• _Exercise requirements_
The result should be a word-for-word retyping of the entries below, free of pictures.

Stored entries

************

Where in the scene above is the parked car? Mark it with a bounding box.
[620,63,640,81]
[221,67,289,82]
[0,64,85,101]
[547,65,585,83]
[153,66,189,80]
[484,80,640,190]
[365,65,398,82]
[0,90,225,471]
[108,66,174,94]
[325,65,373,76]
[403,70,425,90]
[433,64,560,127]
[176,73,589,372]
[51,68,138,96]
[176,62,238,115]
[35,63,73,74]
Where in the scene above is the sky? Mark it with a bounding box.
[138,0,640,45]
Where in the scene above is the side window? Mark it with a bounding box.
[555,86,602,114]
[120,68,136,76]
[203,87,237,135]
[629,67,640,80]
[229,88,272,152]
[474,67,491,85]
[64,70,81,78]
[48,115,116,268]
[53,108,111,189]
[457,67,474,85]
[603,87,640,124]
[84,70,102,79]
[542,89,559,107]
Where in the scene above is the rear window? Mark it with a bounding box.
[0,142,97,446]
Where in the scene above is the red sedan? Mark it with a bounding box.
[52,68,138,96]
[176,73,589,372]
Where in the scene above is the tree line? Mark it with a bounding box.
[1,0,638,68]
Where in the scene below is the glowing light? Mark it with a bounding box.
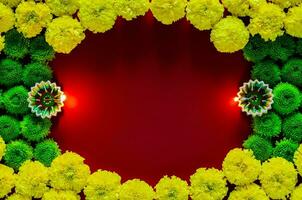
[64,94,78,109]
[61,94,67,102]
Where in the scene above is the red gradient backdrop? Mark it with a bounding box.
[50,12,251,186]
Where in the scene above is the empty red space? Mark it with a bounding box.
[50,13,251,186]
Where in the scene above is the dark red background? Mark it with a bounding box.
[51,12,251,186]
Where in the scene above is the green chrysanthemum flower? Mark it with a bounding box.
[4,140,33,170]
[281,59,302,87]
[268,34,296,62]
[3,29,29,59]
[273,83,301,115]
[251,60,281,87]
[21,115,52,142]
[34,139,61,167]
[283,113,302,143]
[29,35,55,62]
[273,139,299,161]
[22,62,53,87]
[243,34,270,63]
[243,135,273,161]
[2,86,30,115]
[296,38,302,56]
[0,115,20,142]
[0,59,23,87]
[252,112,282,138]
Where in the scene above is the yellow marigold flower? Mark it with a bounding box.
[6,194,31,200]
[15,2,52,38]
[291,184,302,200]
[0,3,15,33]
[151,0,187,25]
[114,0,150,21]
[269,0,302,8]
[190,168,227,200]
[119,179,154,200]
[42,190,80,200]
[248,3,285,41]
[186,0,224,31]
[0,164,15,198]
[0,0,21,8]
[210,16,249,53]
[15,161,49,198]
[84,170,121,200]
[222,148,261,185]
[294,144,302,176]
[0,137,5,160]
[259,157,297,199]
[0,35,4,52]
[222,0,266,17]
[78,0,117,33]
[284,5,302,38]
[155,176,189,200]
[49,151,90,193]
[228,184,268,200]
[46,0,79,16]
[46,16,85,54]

************

• _Result of the exercise_
Where in the scene above is the parked car? Mark it with a bounding box.
[620,63,640,81]
[221,67,289,82]
[0,64,85,101]
[547,65,585,83]
[153,66,189,80]
[484,80,640,190]
[365,65,398,82]
[0,90,225,471]
[108,66,174,94]
[325,65,373,76]
[403,70,425,90]
[433,64,560,127]
[176,73,589,372]
[51,68,138,96]
[176,62,238,115]
[35,63,73,74]
Where in the scene above is the sky? Mark it with a bounding box.
[138,0,640,45]
Where in the scene above is the side window? Mark it with a bounding box.
[555,86,602,114]
[120,68,136,76]
[203,87,237,135]
[629,67,640,80]
[229,88,272,152]
[474,67,491,85]
[64,70,81,78]
[48,115,116,268]
[53,108,111,189]
[457,67,474,85]
[603,87,640,124]
[84,70,102,79]
[542,89,559,107]
Where in the scene above is the rear window? Mark it with a bounding box.
[0,142,97,446]
Where in the scene above is the red sedan? Mark it with a bounding box.
[52,68,138,96]
[176,73,589,372]
Where in the scene above is the tree line? Mark it with a bounding box.
[1,0,638,68]
Where in the scene below is the glowing light? Mark it with a bounding box.
[64,94,78,109]
[61,94,67,102]
Where in the scene above is the red gradient backdrop? Mark it with a bounding box.
[50,12,251,186]
Where in the scene above is the empty red space? Mark it with a bounding box.
[50,13,251,186]
Where in the scene above is the dark red background? Mark it with a bounding box.
[51,12,251,186]
Where in the scene above is the green chrysanthemum flower? Mark it with a bounding box.
[4,140,33,170]
[281,59,302,87]
[268,34,296,62]
[3,29,29,59]
[273,83,301,115]
[251,60,281,87]
[21,115,52,142]
[34,139,61,167]
[283,113,302,143]
[29,35,55,62]
[273,139,299,161]
[22,62,53,87]
[243,34,270,63]
[243,135,273,161]
[2,86,30,115]
[296,38,302,56]
[0,115,20,142]
[0,59,23,87]
[252,112,282,138]
Where in the scene above is the yellow marigold flower? Mark it with a bounding box.
[6,194,31,200]
[15,2,52,38]
[291,184,302,200]
[0,3,15,33]
[151,0,187,25]
[114,0,150,21]
[269,0,302,8]
[190,168,227,200]
[119,179,154,200]
[42,190,80,200]
[248,3,285,41]
[186,0,224,31]
[0,164,15,198]
[0,0,21,8]
[210,16,249,53]
[15,161,49,198]
[84,170,121,200]
[222,148,261,185]
[294,144,302,176]
[0,137,5,160]
[259,157,297,199]
[0,35,4,52]
[222,0,266,17]
[78,0,117,33]
[284,5,302,38]
[155,176,189,200]
[49,151,90,193]
[228,184,268,200]
[46,0,79,16]
[46,16,85,54]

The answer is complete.